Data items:
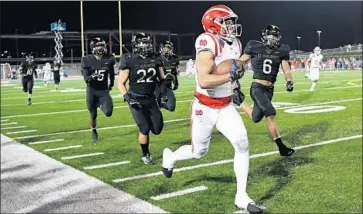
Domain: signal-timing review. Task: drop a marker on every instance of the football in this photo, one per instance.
(226, 66)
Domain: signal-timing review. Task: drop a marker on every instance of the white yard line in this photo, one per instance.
(88, 130)
(19, 132)
(14, 127)
(107, 165)
(46, 141)
(179, 193)
(62, 148)
(125, 106)
(231, 160)
(167, 121)
(5, 124)
(82, 156)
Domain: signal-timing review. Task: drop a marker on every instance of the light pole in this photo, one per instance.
(298, 42)
(319, 32)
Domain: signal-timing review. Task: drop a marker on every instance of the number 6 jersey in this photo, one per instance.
(266, 62)
(101, 69)
(143, 72)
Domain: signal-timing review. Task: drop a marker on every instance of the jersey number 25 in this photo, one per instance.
(143, 79)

◆ **Exercise instructions**:
Transcribe the listing in full and omit the pictures.

◆ **The response**:
Domain: signal-timing review. Task: drop a marker on every instance of the football in this photo, one per instance.
(226, 66)
Domain: signal-timing review. Task: drop a marker on every instance of the white yard line in this photo, one per instance.
(88, 130)
(19, 132)
(14, 127)
(107, 165)
(46, 141)
(179, 193)
(62, 148)
(125, 106)
(231, 160)
(167, 121)
(5, 124)
(82, 156)
Domain: signal-timing review. Task: drop a marker on every instance of the light pole in this photo, one per instance.
(298, 42)
(319, 32)
Domain: signal-timing review. Task: drop a marker on every instance of the number 6 jersey in this photo, one per instance.
(266, 62)
(101, 69)
(143, 72)
Domain: signal-timing review. Task: drop a marker on every instance of the jersey number 25 in this photo, one per instance.
(143, 79)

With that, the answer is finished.